> _Exercise objective_:
Retype the entries below line for line, with no changes, and leave out the pictures in your answer.

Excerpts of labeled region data
######

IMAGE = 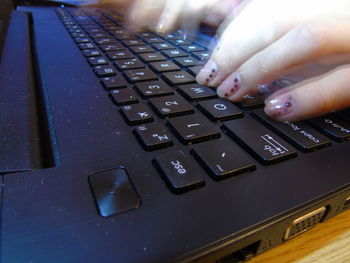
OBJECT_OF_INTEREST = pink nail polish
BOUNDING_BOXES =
[265,95,295,119]
[197,60,218,85]
[217,73,242,98]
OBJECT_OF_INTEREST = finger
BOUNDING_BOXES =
[265,65,350,121]
[155,0,185,33]
[197,0,349,86]
[217,20,350,101]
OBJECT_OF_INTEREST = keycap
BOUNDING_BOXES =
[150,61,180,72]
[149,95,194,118]
[78,43,96,50]
[101,75,127,91]
[178,84,217,101]
[89,168,141,217]
[94,65,117,78]
[139,53,166,62]
[181,44,206,52]
[168,114,220,144]
[114,58,145,70]
[136,80,174,98]
[153,151,204,194]
[120,103,153,125]
[192,51,211,60]
[134,123,173,151]
[110,88,138,106]
[88,57,108,66]
[152,43,176,50]
[100,43,125,52]
[197,99,243,121]
[82,49,101,57]
[162,49,188,58]
[174,57,204,67]
[130,46,155,54]
[107,50,134,60]
[252,110,331,152]
[192,138,255,180]
[308,114,350,142]
[236,95,264,110]
[124,68,158,82]
[188,66,203,76]
[163,70,196,85]
[222,116,297,165]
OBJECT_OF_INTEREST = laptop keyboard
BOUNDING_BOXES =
[56,8,350,197]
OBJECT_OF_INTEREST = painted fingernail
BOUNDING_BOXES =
[217,73,242,98]
[265,95,295,119]
[196,60,218,85]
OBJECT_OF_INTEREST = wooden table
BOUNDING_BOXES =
[249,210,350,263]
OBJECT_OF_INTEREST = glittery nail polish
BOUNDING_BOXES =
[265,95,294,119]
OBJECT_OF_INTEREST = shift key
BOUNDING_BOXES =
[222,116,297,165]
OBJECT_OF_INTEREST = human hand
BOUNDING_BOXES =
[197,0,350,121]
[129,0,239,33]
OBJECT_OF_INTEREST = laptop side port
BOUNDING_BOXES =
[343,196,350,210]
[216,241,260,263]
[284,206,326,240]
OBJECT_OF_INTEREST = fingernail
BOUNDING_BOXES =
[196,60,218,85]
[265,95,295,119]
[216,73,242,98]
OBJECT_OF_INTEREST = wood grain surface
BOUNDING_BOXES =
[249,210,350,263]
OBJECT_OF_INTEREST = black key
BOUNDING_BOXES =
[192,139,255,180]
[139,53,166,62]
[162,49,188,58]
[192,51,211,60]
[188,66,203,76]
[88,57,108,66]
[308,114,350,142]
[111,88,138,106]
[114,58,145,70]
[78,43,96,50]
[82,49,101,58]
[114,58,145,70]
[123,39,145,47]
[95,37,117,45]
[136,80,174,98]
[94,65,117,78]
[222,116,297,165]
[236,95,264,110]
[107,50,134,60]
[169,114,220,144]
[101,75,127,90]
[170,38,193,45]
[174,57,204,67]
[120,104,153,125]
[150,95,194,118]
[134,123,173,151]
[124,68,158,82]
[198,99,243,121]
[337,108,350,122]
[163,70,196,85]
[181,44,206,52]
[152,43,176,50]
[130,46,155,54]
[150,61,180,72]
[89,168,141,217]
[145,37,165,44]
[100,43,125,52]
[154,151,204,194]
[253,110,331,152]
[74,37,90,44]
[178,84,217,101]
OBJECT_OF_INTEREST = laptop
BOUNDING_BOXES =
[0,1,350,263]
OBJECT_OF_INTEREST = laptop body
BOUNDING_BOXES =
[0,2,350,263]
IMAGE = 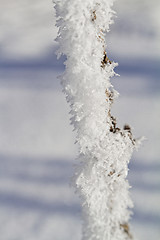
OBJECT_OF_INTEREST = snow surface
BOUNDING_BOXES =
[0,0,160,240]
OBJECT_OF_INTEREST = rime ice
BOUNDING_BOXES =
[54,0,140,240]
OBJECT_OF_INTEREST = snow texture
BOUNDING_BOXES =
[55,0,139,240]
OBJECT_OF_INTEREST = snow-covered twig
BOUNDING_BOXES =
[54,0,141,240]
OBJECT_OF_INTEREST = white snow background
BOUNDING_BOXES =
[0,0,160,240]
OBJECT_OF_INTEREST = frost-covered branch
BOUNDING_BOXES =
[54,0,141,240]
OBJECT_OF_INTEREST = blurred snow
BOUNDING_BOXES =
[0,0,160,240]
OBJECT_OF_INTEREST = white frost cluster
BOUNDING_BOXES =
[54,0,139,240]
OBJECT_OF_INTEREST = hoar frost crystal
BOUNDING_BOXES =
[54,0,140,240]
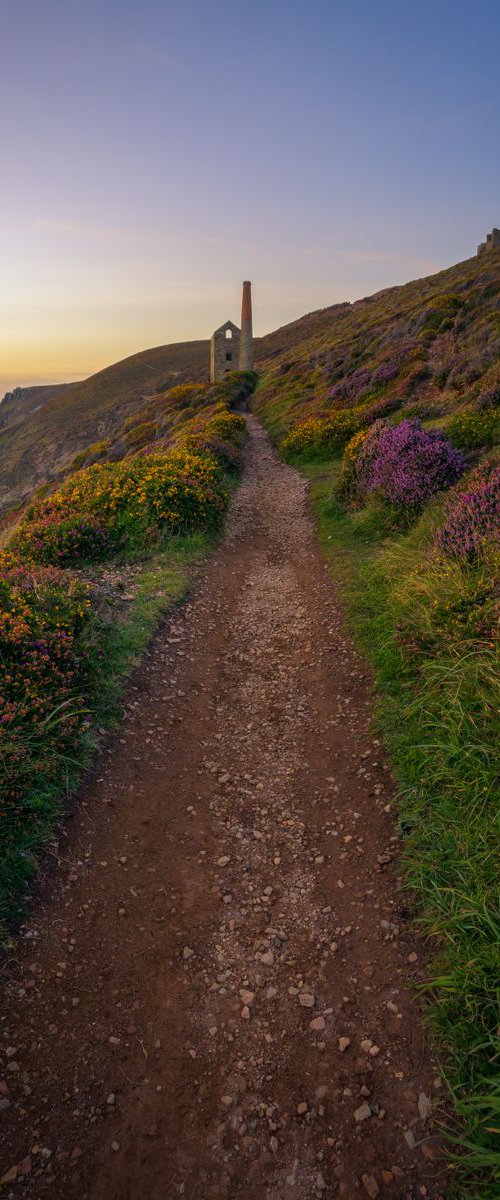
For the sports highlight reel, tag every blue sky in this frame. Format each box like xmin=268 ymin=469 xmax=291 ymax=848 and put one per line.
xmin=0 ymin=0 xmax=500 ymax=394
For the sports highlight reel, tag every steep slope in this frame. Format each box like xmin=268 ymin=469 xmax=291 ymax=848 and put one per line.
xmin=0 ymin=383 xmax=76 ymax=430
xmin=252 ymin=253 xmax=500 ymax=436
xmin=0 ymin=252 xmax=500 ymax=510
xmin=0 ymin=342 xmax=209 ymax=510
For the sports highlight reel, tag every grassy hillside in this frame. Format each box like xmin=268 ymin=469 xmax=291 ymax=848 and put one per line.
xmin=0 ymin=305 xmax=359 ymax=513
xmin=0 ymin=372 xmax=255 ymax=943
xmin=0 ymin=383 xmax=79 ymax=430
xmin=254 ymin=253 xmax=500 ymax=1200
xmin=0 ymin=342 xmax=209 ymax=510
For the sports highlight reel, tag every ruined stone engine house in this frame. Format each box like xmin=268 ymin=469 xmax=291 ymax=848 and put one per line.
xmin=210 ymin=280 xmax=253 ymax=383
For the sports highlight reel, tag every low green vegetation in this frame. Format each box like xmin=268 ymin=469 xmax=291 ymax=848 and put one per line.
xmin=254 ymin=254 xmax=500 ymax=1200
xmin=0 ymin=373 xmax=254 ymax=938
xmin=255 ymin=350 xmax=500 ymax=1200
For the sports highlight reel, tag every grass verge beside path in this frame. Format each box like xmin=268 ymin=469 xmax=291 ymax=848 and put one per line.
xmin=296 ymin=460 xmax=500 ymax=1200
xmin=0 ymin=533 xmax=212 ymax=946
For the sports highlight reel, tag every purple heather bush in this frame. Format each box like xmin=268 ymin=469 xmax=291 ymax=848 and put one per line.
xmin=436 ymin=464 xmax=500 ymax=563
xmin=326 ymin=367 xmax=372 ymax=401
xmin=372 ymin=360 xmax=399 ymax=388
xmin=360 ymin=420 xmax=466 ymax=509
xmin=476 ymin=384 xmax=500 ymax=413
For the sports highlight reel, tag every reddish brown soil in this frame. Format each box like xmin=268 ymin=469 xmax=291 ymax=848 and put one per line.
xmin=0 ymin=419 xmax=446 ymax=1200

######

> _Response for this exercise_:
IMAGE = 
OBJECT_OF_INTEREST = pink nail polish
BOUNDING_BOXES =
[265,95,295,119]
[197,60,218,85]
[217,73,242,98]
OBJECT_OF_INTEREST = finger
BOUNDING_BOXES =
[265,65,350,121]
[155,0,185,33]
[197,0,349,86]
[217,20,350,101]
OBJECT_OF_INTEREST = keycap
BOUNDING_BOXES =
[150,61,180,72]
[149,95,194,118]
[78,43,96,50]
[101,75,127,91]
[178,84,217,101]
[89,168,141,217]
[94,65,117,78]
[139,53,166,62]
[181,44,206,52]
[168,114,220,144]
[114,58,145,70]
[136,80,174,98]
[153,151,204,194]
[120,103,153,125]
[192,51,211,60]
[134,123,173,151]
[110,88,138,106]
[88,57,108,66]
[152,43,176,50]
[100,43,125,52]
[197,99,243,121]
[82,49,101,57]
[162,49,188,58]
[174,57,204,67]
[130,46,155,54]
[107,50,134,60]
[252,110,331,152]
[192,138,255,180]
[308,114,350,142]
[236,95,264,110]
[124,68,158,82]
[188,66,203,76]
[163,70,196,85]
[222,116,297,165]
OBJECT_OF_INTEREST = laptop keyboard
BOUNDING_BOXES =
[56,8,350,197]
OBJECT_OF_INTEREST = painted fingernail
BOUNDING_BOXES =
[217,73,242,98]
[265,95,295,119]
[196,60,218,85]
OBJECT_OF_INTEREST = wooden table
BOUNDING_BOXES =
[249,210,350,263]
OBJECT_OF_INTEREST = glittery nail polish
BOUNDING_BOXES =
[265,95,294,119]
OBJECT_OF_INTEREST = shift key
BOUNDING_BOXES =
[222,116,297,165]
OBJECT_OF_INTEREST = human hand
BOUNDING_BOXES =
[197,0,350,121]
[129,0,239,33]
OBJECT_OF_INTEREST = laptop side port
BOUNDING_BOXES =
[343,196,350,210]
[216,241,260,263]
[284,206,326,240]
OBJECT_OF_INTEREST = fingernail
BOUNDING_BOXES =
[196,60,218,85]
[265,95,295,119]
[216,73,242,98]
OBJECT_OF_INTEREST = wood grain surface
BOUNDING_BOXES =
[249,210,350,263]
OBJECT_OF_INTEREST = black key
BOUNDING_BOXES =
[192,139,255,180]
[139,53,166,62]
[162,49,188,58]
[192,51,211,60]
[188,66,203,76]
[88,57,108,66]
[308,114,350,142]
[111,88,138,106]
[114,58,145,70]
[78,43,96,50]
[82,49,101,58]
[114,58,145,70]
[123,39,145,47]
[95,37,117,45]
[136,80,174,98]
[94,65,117,78]
[222,116,297,165]
[236,95,264,110]
[107,50,134,60]
[169,114,220,144]
[101,75,127,90]
[170,38,193,45]
[174,57,204,67]
[120,104,153,125]
[150,95,194,118]
[134,123,173,151]
[124,68,158,82]
[198,99,243,121]
[337,108,350,122]
[163,70,196,85]
[181,44,206,52]
[152,43,176,50]
[130,46,155,54]
[150,61,180,72]
[89,168,141,217]
[145,37,165,44]
[100,43,125,52]
[154,151,204,194]
[253,110,331,152]
[74,37,90,44]
[178,84,217,101]
OBJECT_OF_INTEREST = laptop
BOUNDING_BOXES =
[0,1,350,263]
OBJECT_OF_INTEREST = laptop body
BOUNDING_BOXES =
[0,2,350,263]
IMAGE = 
OBJECT_OF_INTEREST = snow surface
BOUNDING_BOXES =
[0,0,160,240]
OBJECT_OF_INTEREST = rime ice
BOUNDING_BOXES =
[54,0,140,240]
OBJECT_OF_INTEREST = snow texture
BOUNDING_BOXES =
[55,0,139,240]
OBJECT_OF_INTEREST = snow-covered twig
BOUNDING_BOXES =
[54,0,141,240]
OBJECT_OF_INTEREST = white snow background
BOUNDING_BOXES =
[0,0,160,240]
OBJECT_OF_INTEREST = frost-covered branch
BOUNDING_BOXES =
[54,0,141,240]
OBJECT_OF_INTEREST = blurred snow
BOUNDING_BOXES =
[0,0,160,240]
OBJECT_OF_INTEREST = white frost cluster
BOUNDING_BOXES =
[54,0,139,240]
OBJECT_OF_INTEREST = hoar frost crystal
BOUNDING_BOXES =
[54,0,140,240]
For the sports highlight reel, tag every blue sky in this frame. Format each box like xmin=268 ymin=469 xmax=291 ymax=848 and put one per line.
xmin=0 ymin=0 xmax=500 ymax=394
For the sports highlight reel, tag every steep slope in this frame. Format each box like xmin=268 ymin=469 xmax=291 ymax=848 and put one per line.
xmin=0 ymin=383 xmax=76 ymax=430
xmin=252 ymin=253 xmax=500 ymax=436
xmin=0 ymin=252 xmax=500 ymax=510
xmin=0 ymin=342 xmax=209 ymax=510
For the sports highlight reel, tag every grassy hillside in this frame. Format each box like xmin=268 ymin=469 xmax=291 ymax=848 and put one per line.
xmin=0 ymin=305 xmax=359 ymax=513
xmin=0 ymin=372 xmax=255 ymax=943
xmin=0 ymin=383 xmax=79 ymax=430
xmin=254 ymin=253 xmax=500 ymax=1200
xmin=0 ymin=342 xmax=209 ymax=510
For the sports highlight reel, tag every ruined stone engine house in this frame. Format each box like xmin=268 ymin=469 xmax=291 ymax=848 and put one per line.
xmin=210 ymin=280 xmax=253 ymax=383
For the sports highlight reel, tag every low green vegetation in this frame. Format each box like xmin=268 ymin=469 xmax=291 ymax=848 and put one per line.
xmin=254 ymin=254 xmax=500 ymax=1200
xmin=0 ymin=373 xmax=254 ymax=938
xmin=255 ymin=350 xmax=500 ymax=1200
For the sports highlight reel, tag every grass verge beside path in this frame. Format each box like xmin=268 ymin=469 xmax=291 ymax=848 and put one per line.
xmin=296 ymin=460 xmax=500 ymax=1200
xmin=0 ymin=533 xmax=212 ymax=946
For the sports highlight reel, tag every purple heather bush in this frame. Format each box like xmin=268 ymin=469 xmax=291 ymax=848 and put one per line.
xmin=436 ymin=464 xmax=500 ymax=563
xmin=326 ymin=367 xmax=372 ymax=401
xmin=372 ymin=360 xmax=399 ymax=388
xmin=360 ymin=420 xmax=466 ymax=509
xmin=476 ymin=384 xmax=500 ymax=413
For the sports highlight reel, tag every reddish brown soil in this frame. Format each box like xmin=268 ymin=469 xmax=291 ymax=848 and put one per line.
xmin=0 ymin=419 xmax=446 ymax=1200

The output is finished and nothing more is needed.